Each line of the data has to be retyped exactly as it is.

----- Data

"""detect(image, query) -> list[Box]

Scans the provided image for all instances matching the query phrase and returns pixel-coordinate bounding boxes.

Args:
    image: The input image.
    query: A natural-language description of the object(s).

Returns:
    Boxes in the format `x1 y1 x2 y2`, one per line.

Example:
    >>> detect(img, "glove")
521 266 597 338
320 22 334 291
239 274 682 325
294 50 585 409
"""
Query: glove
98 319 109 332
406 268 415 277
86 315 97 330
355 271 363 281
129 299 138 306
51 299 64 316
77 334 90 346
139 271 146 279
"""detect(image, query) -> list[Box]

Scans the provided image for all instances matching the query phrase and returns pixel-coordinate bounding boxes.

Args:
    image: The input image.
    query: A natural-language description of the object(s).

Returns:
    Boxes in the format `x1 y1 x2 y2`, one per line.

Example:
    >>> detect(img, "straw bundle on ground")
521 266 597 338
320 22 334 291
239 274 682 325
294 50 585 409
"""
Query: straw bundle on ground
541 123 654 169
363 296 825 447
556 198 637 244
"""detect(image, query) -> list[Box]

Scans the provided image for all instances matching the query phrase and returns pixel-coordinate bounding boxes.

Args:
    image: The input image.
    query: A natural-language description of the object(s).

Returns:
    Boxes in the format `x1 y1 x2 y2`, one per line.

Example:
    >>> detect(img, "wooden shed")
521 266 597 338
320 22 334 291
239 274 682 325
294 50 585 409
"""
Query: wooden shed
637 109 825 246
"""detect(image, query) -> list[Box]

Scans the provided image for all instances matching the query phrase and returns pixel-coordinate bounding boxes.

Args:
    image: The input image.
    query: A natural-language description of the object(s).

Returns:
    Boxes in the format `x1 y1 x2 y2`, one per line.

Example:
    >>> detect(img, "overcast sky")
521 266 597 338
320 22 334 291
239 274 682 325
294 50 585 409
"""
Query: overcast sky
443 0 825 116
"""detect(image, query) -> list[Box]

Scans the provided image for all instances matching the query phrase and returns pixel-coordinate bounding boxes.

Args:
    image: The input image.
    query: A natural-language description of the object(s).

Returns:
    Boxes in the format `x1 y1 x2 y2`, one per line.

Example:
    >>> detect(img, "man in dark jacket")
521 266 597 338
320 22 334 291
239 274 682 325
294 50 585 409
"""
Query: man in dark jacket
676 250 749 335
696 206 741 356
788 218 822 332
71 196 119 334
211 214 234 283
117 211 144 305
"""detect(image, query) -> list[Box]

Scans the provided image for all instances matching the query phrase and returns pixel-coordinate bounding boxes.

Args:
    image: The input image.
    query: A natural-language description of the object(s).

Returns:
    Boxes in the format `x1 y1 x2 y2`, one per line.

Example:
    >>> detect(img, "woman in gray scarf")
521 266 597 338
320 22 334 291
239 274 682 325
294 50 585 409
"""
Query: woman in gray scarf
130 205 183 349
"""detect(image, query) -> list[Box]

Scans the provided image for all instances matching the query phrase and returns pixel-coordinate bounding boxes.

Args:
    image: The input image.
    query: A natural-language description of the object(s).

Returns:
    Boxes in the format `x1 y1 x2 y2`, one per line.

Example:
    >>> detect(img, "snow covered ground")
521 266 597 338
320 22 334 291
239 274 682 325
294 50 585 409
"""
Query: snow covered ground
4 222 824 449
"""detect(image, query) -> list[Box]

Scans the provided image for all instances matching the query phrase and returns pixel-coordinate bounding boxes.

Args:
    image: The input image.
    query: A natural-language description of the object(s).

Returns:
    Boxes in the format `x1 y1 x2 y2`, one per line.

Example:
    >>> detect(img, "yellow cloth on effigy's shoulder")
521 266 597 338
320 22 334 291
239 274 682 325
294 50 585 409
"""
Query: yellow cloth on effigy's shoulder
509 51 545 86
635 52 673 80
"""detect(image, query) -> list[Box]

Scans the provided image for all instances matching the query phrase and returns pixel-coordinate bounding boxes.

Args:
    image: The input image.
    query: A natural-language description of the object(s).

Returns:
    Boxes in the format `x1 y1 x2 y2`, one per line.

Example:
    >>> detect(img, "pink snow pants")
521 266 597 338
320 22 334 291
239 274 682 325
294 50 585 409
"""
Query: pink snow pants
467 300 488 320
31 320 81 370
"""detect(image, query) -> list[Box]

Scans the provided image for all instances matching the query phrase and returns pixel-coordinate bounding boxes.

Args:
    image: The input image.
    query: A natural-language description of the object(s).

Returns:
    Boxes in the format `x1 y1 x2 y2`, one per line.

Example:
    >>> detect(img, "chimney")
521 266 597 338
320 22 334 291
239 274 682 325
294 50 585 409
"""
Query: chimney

----------

=== Exercise answer ===
"""detect(image, query) -> list[Box]

Scans the provided image for all instances matching the query phrase and returns pixel-coordinate bounding boxes.

Args:
    image: The input image.
    query: A natural-language description of the object(s).

Returns:
    Boxes in the format `x1 y1 x2 y2`, one per line.

Example:
    >>> detect(img, "glove")
521 266 597 338
320 22 334 291
239 274 682 325
294 50 585 409
"""
Query: glove
98 319 109 332
406 268 415 277
86 315 97 330
355 271 363 281
129 299 138 306
51 299 64 316
77 334 90 346
139 271 146 279
"""detect(image, query) -> list[Box]

Scans the provided image for all instances matching the query phrase and returns pixel-coordinate bounding boxes.

Args:
    image: The input image.
    query: A natural-language description of the object(s).

Returns:
    Boxes in the format `x1 y1 x2 y2`, one per line.

Example:
    >>> detect(img, "straw bundle on ground")
521 266 597 338
320 22 334 291
239 274 682 325
294 50 585 409
"""
Query: straw bundle on ground
541 123 654 169
363 296 825 447
556 198 637 244
"""detect(image, query) -> list[Box]

Scans the provided image for all instances matching the query phrase and returns pixel-coordinate bounding boxes.

Args:
    image: The input image.
    query: A natural-language description of the object(s).

Returns:
    Boxes in the format `x1 y1 x2 y2`, one per line.

Example:
    >>> detect(img, "wooden shed")
521 266 597 338
320 22 334 291
239 274 682 325
294 50 585 409
"""
Query: wooden shed
637 109 825 246
"""detect(image, query) -> list[Box]

Scans the provided image for all instances matching the query phrase and returns pixel-coordinate bounding boxes.

Args:
    image: The input image.
    query: A natural-language description of the object(s).

Returns:
    Boxes in the format `x1 y1 x2 y2`, one per line.

Example:
    >>> detect(img, "overcast sky")
521 266 597 338
320 22 334 291
239 274 682 325
294 50 585 409
"""
Query: overcast sky
443 0 825 116
"""detect(image, query) -> list[Box]

Scans the provided image for all instances matching the query phrase and returns pixel-coordinate bounding boxes.

Args:
    image: The input image.
    query: A natural-language description of the object(s).

Returns:
    Boxes in the format `x1 y1 x2 y2`, one per line.

Example:
    >>> detect(img, "man in dark jacket")
521 266 597 338
320 22 334 291
239 274 682 325
294 50 585 409
"""
Query: man in dark jacket
676 250 749 335
696 206 741 356
788 218 822 332
71 196 119 334
211 214 234 283
117 211 144 305
"""detect(image, query) -> list[Box]

Scans the provided image for all instances matching the query phrase and returns pixel-coordinate bounding boxes.

Args:
    image: The input image.
    query: A natural-language description of the object(s).

Returns:
    Boxes in the format `x1 y1 x2 y2`, one per line.

Example:
    >>> detect(img, "woman in gray scarf")
521 266 597 338
320 22 334 291
239 274 682 325
294 50 585 409
"""
Query: woman in gray scarf
130 205 183 349
"""detect(image, query) -> list[Box]

Scans the provided image for all instances matching the query phrase and returns pixel-coordinate bounding boxes.

Args:
    image: The input image.
    query: A natural-language description of the object(s).

Returns:
    Boxes in the format `x1 y1 x2 y2`, one per line.

Example:
    >>> detect(img, "snow covered ground")
521 266 597 338
320 22 334 291
239 274 682 325
294 50 585 409
"""
Query: snow covered ground
4 222 824 449
"""detect(image, query) -> list[Box]

Scans the provided image for all instances matching the query phrase and returns pixel-coordinate bounding boxes.

Args:
    image: The input image.
    query: A natural-language description of the object(s).

Returns:
    Boxes in the format `x1 y1 x2 y2`, one per line.

Example:
    >>> detect(img, "yellow cloth on effigy's shoulder")
521 266 597 338
320 22 334 291
239 274 682 325
294 50 585 409
"""
Query: yellow cloth on effigy's shoulder
509 51 545 86
635 52 673 80
"""detect(image, query) -> list[Box]

Scans the provided image for all instances matching the query phrase and returns pixel-coordinate bounding boxes.

Args:
    image: The input image.
    query: A natural-language description of the object(s).

Returns:
    Boxes in the format `x1 y1 x2 y2`, one per line.

Example:
    >>> detect(img, "pink snow pants")
521 266 597 338
320 22 334 291
239 274 682 325
294 50 585 409
"""
Query: pink snow pants
467 300 488 320
31 320 81 370
"""detect(image, query) -> list[Box]

Scans the provided image for all instances matching the query phrase and returns pixel-coordinate bounding boxes.

Args:
    image: The input image.
    query: A natural-language description of the object(s).

Returns:
    Boxes in the format `x1 y1 x2 y2`, one per line.

Example:
    >>> detect(img, "chimney")
521 266 597 338
320 22 334 291
239 274 682 325
294 50 585 409
"""
Query: chimney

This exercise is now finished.